__WORK INSTRUCTIONS__
Write the entries below out again in full. Match every character.
--------------------------------------------------
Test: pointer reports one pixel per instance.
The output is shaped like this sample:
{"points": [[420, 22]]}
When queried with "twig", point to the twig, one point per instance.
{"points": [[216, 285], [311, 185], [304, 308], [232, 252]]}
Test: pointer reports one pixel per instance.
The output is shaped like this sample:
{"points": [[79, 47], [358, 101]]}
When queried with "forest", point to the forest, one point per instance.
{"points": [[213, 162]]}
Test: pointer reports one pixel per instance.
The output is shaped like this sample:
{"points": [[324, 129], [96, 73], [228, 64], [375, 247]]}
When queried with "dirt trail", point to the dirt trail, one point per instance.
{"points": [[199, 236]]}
--------------------------------------------------
__ANSWER SPACE__
Test: pointer reports one pixel per instance.
The output is shaped like this sample:
{"points": [[420, 22]]}
When queried with "twig", point to the twig, one point per instance.
{"points": [[216, 285], [311, 185], [304, 308], [232, 252]]}
Test: pointer reports one pixel per instance.
The output is shaped like this sample:
{"points": [[79, 47], [358, 101]]}
When queried with "forest", point to the forest, one point per instance.
{"points": [[213, 162]]}
Test: pointer reports one pixel per instance.
The output is shaped like this sample:
{"points": [[324, 129], [96, 73], [228, 64], [375, 247]]}
When queried with "dirt trail", point to the dirt trail, one point per instance.
{"points": [[199, 236]]}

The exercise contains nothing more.